INFORMATION Start Marker

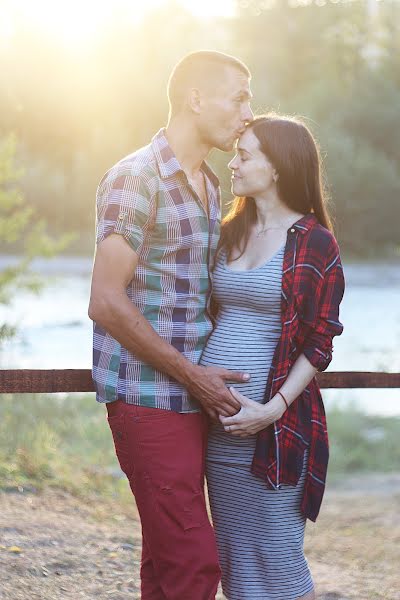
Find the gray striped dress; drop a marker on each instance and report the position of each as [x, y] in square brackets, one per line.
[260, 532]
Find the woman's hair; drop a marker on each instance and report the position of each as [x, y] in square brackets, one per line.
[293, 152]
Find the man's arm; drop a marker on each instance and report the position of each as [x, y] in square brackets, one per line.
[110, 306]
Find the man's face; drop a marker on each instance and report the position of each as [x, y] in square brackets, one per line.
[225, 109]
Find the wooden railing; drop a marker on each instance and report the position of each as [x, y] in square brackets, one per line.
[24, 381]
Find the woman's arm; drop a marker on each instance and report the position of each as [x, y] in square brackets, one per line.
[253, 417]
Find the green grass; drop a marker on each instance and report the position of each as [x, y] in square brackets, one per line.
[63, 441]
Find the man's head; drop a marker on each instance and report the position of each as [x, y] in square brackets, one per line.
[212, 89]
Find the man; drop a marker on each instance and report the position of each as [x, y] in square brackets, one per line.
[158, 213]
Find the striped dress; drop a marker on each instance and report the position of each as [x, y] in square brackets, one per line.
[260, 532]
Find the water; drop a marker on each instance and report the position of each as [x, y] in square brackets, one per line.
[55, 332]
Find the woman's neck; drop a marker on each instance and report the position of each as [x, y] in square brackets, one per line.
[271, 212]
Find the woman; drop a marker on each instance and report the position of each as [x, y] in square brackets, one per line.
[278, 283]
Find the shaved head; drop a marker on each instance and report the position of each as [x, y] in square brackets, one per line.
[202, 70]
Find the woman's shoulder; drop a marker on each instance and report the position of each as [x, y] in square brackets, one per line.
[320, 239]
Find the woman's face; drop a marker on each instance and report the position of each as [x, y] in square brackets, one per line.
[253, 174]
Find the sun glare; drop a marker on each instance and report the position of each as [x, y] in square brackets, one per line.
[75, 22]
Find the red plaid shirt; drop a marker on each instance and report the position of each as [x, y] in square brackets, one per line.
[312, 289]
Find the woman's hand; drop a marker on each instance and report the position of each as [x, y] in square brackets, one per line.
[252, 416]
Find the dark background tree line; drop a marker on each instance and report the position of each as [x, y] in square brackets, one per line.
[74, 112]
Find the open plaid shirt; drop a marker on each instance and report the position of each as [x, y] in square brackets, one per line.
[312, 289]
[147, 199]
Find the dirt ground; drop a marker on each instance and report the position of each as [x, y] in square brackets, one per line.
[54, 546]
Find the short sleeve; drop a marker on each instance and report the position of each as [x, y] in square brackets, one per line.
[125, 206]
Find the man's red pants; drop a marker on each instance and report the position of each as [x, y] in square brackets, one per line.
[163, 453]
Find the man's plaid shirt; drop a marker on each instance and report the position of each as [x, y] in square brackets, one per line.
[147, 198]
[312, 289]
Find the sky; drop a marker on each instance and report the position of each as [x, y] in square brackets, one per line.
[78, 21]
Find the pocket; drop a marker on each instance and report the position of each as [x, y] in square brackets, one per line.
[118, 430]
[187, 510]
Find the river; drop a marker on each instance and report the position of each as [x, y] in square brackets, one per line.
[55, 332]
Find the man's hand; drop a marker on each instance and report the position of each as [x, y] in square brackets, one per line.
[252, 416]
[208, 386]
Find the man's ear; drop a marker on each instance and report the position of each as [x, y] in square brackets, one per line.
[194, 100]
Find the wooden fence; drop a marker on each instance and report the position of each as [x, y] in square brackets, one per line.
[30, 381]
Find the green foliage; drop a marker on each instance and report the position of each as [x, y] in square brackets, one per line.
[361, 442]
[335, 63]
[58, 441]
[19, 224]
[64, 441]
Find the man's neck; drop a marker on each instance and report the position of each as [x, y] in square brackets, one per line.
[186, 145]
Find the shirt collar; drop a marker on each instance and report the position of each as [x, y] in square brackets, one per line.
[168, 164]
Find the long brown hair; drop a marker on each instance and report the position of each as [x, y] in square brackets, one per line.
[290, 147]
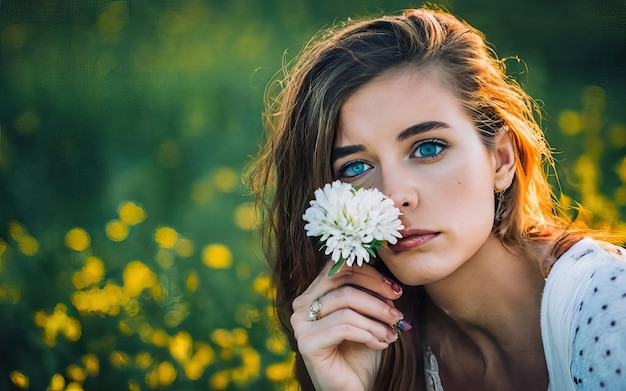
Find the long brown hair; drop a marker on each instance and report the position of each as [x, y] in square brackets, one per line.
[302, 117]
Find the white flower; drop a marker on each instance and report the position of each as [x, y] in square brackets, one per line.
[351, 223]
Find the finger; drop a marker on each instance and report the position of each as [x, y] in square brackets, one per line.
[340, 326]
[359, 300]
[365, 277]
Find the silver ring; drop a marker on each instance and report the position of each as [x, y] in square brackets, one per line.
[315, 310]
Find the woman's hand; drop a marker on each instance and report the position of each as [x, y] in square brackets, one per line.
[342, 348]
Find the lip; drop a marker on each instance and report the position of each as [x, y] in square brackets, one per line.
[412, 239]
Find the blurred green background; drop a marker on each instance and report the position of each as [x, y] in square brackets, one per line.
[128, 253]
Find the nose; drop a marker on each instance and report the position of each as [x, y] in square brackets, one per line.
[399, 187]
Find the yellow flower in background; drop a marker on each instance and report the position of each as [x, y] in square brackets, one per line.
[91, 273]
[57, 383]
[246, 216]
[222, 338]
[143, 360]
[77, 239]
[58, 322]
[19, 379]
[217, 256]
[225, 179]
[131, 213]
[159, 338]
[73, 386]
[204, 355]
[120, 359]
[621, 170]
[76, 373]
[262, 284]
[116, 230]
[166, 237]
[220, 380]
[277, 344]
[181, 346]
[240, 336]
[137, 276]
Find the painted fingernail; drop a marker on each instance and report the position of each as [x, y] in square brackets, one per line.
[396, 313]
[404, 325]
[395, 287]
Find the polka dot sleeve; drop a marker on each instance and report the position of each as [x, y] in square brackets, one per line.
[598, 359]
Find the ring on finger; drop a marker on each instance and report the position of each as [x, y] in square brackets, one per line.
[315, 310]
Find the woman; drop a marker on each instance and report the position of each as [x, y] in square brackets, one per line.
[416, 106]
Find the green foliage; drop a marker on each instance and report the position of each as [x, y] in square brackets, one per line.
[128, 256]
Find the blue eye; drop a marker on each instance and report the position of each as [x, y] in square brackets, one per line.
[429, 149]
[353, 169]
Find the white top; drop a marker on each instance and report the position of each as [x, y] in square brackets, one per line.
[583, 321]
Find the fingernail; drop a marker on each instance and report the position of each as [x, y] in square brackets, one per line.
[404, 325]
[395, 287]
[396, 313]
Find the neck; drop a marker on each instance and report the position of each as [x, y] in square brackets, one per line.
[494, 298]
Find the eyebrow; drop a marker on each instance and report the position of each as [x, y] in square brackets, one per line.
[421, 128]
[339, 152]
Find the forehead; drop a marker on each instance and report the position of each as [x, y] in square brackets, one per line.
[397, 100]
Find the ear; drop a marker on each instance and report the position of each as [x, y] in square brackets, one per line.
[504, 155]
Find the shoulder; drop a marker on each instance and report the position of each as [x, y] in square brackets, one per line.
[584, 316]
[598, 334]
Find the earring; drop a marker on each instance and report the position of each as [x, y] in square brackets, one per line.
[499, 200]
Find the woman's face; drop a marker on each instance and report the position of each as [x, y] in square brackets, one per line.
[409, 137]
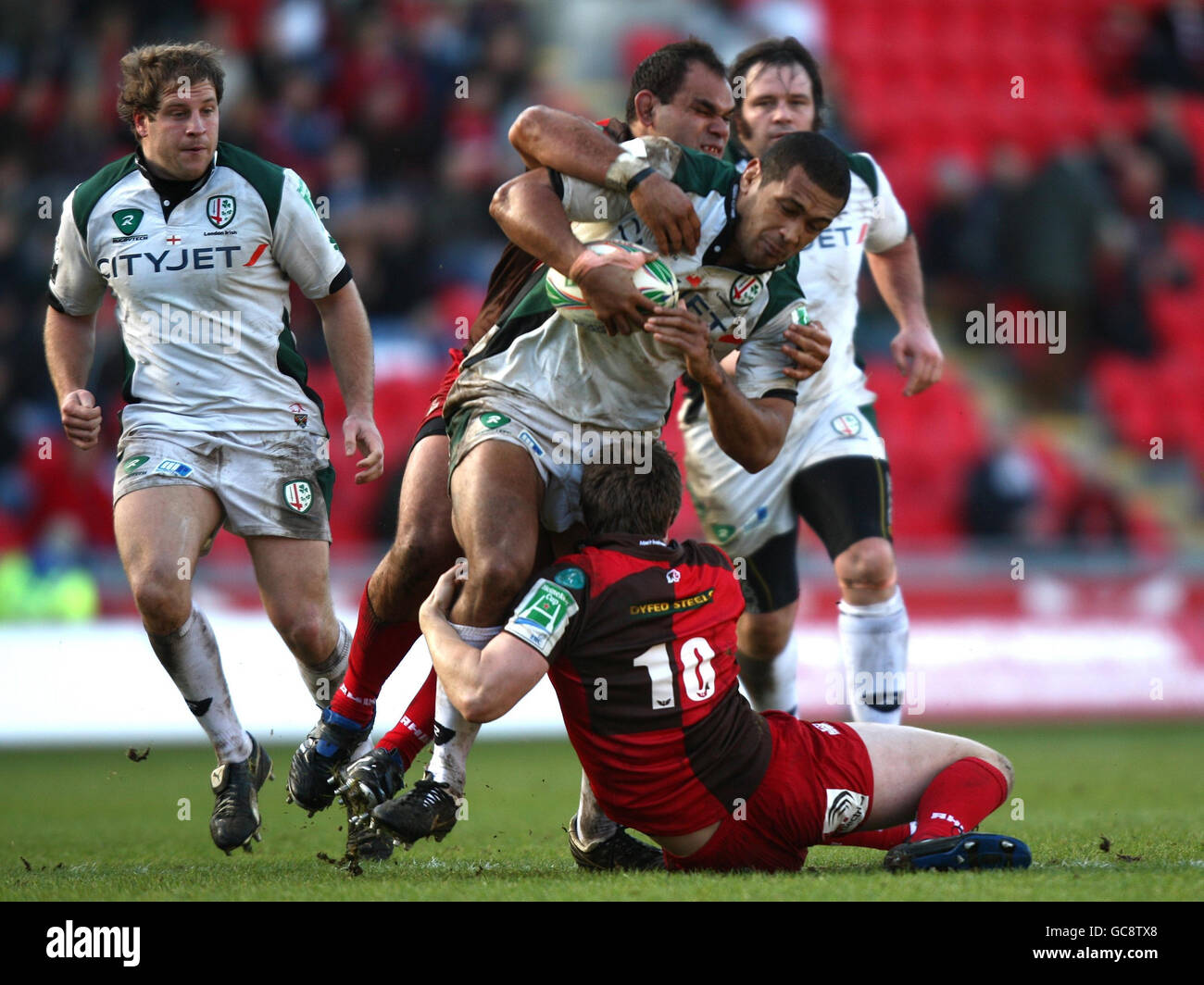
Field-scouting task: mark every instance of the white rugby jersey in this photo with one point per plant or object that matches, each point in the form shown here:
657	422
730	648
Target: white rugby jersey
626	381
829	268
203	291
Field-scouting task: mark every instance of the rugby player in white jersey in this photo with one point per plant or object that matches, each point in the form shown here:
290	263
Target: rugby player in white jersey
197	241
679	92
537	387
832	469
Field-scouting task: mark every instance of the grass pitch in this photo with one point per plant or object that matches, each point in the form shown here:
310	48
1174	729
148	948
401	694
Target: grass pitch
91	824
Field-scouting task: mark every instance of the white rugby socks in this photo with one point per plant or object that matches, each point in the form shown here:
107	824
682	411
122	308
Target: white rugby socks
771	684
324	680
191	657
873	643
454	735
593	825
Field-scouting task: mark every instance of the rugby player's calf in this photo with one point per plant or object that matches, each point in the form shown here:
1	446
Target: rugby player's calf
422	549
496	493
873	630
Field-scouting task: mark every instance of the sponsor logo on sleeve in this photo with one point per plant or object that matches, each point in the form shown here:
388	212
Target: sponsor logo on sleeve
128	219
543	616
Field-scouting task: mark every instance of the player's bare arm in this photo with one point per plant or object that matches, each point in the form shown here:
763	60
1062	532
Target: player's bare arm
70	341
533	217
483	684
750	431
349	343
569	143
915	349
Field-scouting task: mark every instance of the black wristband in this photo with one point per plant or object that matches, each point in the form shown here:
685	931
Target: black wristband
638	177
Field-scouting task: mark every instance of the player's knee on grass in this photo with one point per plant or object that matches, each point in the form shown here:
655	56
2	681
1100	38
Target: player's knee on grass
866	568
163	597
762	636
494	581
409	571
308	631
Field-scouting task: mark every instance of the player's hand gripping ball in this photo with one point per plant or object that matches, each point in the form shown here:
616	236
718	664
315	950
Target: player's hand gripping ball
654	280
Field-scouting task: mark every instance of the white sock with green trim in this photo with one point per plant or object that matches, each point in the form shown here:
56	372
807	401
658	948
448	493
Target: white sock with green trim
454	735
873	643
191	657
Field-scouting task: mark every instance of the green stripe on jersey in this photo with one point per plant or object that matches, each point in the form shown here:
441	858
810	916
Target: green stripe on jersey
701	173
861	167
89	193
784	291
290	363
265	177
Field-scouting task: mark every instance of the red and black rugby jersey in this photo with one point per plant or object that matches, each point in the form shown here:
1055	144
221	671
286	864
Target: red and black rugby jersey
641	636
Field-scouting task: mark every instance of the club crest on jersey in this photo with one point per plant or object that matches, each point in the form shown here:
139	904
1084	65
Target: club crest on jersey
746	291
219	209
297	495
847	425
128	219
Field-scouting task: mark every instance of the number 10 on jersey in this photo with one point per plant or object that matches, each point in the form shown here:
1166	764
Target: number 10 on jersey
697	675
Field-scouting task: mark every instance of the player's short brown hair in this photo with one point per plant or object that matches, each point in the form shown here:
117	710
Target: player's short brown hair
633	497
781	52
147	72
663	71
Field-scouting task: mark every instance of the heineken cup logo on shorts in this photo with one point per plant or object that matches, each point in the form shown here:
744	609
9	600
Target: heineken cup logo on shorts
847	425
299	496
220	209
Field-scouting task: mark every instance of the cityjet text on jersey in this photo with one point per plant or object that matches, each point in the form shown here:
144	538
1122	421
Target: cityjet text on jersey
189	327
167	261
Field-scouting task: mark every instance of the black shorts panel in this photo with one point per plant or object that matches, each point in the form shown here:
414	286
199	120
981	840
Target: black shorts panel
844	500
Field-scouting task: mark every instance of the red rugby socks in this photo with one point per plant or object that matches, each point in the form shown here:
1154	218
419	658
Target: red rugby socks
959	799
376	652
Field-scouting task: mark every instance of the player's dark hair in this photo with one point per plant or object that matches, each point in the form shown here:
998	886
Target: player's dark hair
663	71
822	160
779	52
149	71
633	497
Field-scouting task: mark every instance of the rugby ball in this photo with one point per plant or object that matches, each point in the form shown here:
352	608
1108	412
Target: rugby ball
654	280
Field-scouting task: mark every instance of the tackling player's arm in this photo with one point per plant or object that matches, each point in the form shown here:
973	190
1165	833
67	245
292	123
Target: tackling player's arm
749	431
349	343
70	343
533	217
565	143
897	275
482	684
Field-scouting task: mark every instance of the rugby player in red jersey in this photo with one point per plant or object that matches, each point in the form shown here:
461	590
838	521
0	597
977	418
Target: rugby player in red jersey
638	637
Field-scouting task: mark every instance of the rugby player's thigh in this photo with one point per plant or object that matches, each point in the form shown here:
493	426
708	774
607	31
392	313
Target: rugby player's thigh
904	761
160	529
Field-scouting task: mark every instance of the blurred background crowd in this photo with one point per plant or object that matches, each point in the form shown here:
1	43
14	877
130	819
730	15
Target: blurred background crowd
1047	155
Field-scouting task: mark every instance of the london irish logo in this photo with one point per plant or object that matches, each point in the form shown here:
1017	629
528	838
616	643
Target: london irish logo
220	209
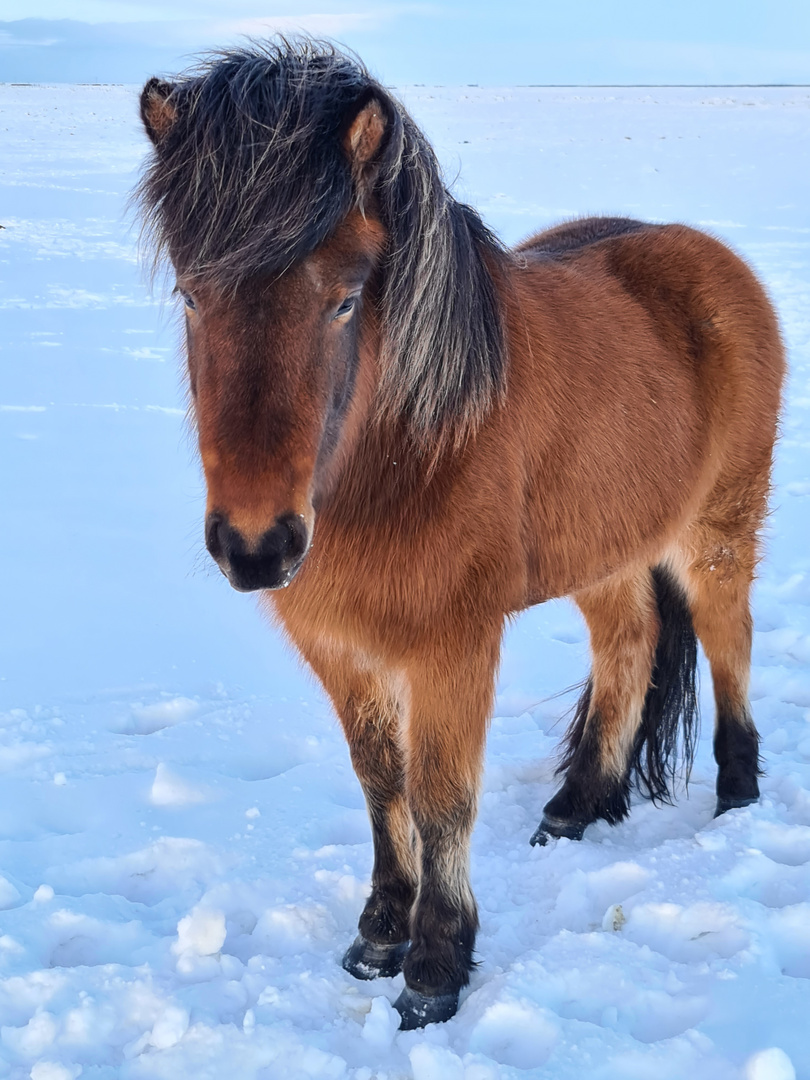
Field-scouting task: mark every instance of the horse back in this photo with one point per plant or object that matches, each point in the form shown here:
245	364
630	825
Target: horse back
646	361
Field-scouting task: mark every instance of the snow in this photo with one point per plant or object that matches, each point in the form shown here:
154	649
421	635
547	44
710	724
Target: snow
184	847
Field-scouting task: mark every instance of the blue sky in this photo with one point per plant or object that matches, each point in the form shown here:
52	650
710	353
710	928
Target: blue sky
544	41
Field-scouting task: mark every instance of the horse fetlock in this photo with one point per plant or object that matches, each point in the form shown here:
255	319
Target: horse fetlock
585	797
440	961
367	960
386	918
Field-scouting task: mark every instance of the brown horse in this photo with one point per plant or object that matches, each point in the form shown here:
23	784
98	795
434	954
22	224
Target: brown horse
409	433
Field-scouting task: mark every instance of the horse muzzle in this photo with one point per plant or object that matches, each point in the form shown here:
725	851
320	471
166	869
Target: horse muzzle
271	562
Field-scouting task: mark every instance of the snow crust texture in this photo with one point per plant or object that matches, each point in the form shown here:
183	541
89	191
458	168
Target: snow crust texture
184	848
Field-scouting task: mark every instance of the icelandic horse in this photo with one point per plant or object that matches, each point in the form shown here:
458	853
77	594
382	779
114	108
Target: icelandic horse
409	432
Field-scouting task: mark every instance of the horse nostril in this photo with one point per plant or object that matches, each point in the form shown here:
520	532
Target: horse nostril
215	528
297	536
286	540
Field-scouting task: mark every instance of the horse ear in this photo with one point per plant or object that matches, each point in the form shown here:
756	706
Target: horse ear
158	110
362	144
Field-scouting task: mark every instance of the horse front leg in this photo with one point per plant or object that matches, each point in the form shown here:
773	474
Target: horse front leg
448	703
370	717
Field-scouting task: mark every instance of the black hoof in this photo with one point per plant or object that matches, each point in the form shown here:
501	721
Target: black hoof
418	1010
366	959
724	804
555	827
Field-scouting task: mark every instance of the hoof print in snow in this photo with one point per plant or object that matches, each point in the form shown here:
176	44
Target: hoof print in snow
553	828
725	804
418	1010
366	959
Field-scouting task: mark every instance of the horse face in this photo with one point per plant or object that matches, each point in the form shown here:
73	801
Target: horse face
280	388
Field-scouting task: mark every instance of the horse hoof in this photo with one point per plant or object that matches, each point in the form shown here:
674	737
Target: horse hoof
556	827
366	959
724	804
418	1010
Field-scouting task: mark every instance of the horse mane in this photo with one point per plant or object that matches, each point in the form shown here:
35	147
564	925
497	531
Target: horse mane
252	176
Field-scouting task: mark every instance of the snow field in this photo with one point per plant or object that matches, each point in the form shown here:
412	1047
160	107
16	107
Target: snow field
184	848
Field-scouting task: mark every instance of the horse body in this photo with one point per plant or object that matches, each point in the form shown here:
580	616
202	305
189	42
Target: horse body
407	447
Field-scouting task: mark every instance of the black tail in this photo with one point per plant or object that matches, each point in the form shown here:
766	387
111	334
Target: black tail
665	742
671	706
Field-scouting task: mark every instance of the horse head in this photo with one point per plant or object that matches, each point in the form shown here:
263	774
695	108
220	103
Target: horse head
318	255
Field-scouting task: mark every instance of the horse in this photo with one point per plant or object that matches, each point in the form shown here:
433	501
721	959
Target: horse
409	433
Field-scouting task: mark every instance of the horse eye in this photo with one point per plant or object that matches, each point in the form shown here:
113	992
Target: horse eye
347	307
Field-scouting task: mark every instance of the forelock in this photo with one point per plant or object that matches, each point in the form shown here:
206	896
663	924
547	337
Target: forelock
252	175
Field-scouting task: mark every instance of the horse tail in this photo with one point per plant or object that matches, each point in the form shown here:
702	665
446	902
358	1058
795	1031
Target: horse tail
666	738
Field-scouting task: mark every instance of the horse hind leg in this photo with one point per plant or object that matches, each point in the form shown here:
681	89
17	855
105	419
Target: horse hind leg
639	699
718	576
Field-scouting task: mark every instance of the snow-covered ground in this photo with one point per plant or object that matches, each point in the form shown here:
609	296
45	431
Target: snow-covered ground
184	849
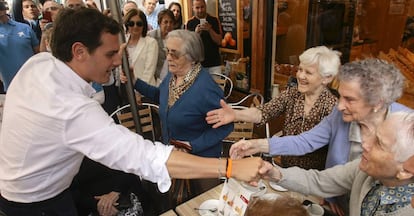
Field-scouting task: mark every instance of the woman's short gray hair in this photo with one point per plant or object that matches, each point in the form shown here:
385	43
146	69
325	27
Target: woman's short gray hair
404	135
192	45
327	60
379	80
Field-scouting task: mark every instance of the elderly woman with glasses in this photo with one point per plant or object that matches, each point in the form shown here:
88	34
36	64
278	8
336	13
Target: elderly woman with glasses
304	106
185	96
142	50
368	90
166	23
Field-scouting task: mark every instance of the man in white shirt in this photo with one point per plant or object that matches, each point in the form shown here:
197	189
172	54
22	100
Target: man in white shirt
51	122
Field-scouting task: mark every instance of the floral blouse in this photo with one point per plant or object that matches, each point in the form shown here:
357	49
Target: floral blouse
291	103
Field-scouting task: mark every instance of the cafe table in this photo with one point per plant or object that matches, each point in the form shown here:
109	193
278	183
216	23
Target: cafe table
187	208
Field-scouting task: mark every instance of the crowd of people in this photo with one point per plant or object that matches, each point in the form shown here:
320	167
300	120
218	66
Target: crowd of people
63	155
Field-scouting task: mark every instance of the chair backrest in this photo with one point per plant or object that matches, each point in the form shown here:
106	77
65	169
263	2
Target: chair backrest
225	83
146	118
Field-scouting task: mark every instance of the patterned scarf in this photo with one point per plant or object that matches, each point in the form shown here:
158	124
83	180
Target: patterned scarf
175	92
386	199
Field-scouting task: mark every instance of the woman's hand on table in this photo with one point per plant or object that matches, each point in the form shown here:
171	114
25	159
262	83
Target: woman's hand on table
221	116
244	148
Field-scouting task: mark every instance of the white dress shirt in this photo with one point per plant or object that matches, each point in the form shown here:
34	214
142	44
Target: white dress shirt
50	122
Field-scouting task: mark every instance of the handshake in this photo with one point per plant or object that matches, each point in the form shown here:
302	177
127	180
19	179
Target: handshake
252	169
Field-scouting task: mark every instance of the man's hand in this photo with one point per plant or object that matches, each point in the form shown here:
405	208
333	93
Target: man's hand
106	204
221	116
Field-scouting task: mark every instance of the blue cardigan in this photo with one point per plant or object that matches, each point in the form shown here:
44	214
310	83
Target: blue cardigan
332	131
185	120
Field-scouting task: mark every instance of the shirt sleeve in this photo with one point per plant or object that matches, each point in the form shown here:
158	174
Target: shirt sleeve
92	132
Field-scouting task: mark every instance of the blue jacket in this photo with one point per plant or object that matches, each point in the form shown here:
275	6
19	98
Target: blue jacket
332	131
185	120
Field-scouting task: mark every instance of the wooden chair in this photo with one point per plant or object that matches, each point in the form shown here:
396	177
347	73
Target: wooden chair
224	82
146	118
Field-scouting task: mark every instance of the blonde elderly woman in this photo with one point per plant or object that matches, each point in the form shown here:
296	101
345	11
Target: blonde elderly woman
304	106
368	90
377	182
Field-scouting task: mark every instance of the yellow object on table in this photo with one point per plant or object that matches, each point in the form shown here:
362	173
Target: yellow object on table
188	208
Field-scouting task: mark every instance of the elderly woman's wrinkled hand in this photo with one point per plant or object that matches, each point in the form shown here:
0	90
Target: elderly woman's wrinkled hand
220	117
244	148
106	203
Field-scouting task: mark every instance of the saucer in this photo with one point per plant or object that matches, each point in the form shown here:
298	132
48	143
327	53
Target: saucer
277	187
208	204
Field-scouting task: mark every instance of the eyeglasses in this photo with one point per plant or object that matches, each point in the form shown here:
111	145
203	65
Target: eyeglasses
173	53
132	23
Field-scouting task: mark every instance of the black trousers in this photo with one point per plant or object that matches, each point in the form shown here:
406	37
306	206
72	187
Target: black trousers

INFORMATION End Marker

WHAT THE TASK ASKS: The lines that contain the word "trousers" are wanted; copy each of them from the records.

WRITTEN RESPONSE:
Field-scouting task: mark every instance of the black trousers in this photo with one point per plant or object that matches, each point in the form shown here:
Target: black trousers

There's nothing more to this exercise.